**Try it**
From the Background section of the table bloat case study below, list every symptom the sessions table showed over a couple of weeks.

**Text excerpt**
○ ○ ○ ○ ○ ○ ○
Case Study 1 — The Table That Bloated to 10× Its Size

A table grew to ten times the size of its actual data, queries slowed, and disk filled — not because of more data, but because dead tuples couldn't be cleaned up. The culprit was a long-running transaction silently blocking VACUUM. This is the most common PostgreSQL operational surprise, and the internals explain it exactly.

Background

A sessions table tracked active user sessions — heavily updated (every request touched a session row to bump last_seen). It held about 500,000 live rows, which should be a few hundred megabytes. Yet over a couple of weeks it ballooned to several gigabytes, queries against it slowed, autovacuum seemed to run constantly without helping, and disk usage alarms fired. No one had added data — the live row count was steady. Where was the space going?
○ ○ ○ ○ ○ ○ ○
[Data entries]
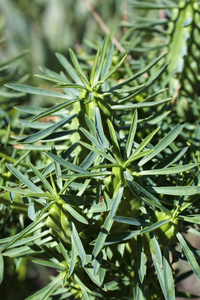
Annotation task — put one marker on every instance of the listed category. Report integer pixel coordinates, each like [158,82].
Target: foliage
[109,175]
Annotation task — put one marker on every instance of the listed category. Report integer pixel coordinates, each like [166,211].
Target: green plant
[110,190]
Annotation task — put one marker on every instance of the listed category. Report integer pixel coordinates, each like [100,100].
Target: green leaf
[74,254]
[46,292]
[168,276]
[121,237]
[10,61]
[131,221]
[99,128]
[1,268]
[94,66]
[141,72]
[147,5]
[176,190]
[79,69]
[87,174]
[81,284]
[75,214]
[66,164]
[78,244]
[137,156]
[54,109]
[70,70]
[116,148]
[155,226]
[113,70]
[194,219]
[35,91]
[167,140]
[103,154]
[131,135]
[108,61]
[160,274]
[24,179]
[116,202]
[91,138]
[102,235]
[25,231]
[42,178]
[144,143]
[157,204]
[141,259]
[139,190]
[190,256]
[168,171]
[156,247]
[50,264]
[139,105]
[101,60]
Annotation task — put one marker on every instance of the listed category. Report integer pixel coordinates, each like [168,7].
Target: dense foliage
[101,184]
○ ○ ○ ○ ○ ○ ○
**Written answer**
- It ballooned to several gigabytes.
- Queries against it slowed.
- Autovacuum seemed to run constantly without helping.
- Disk usage alarms fired.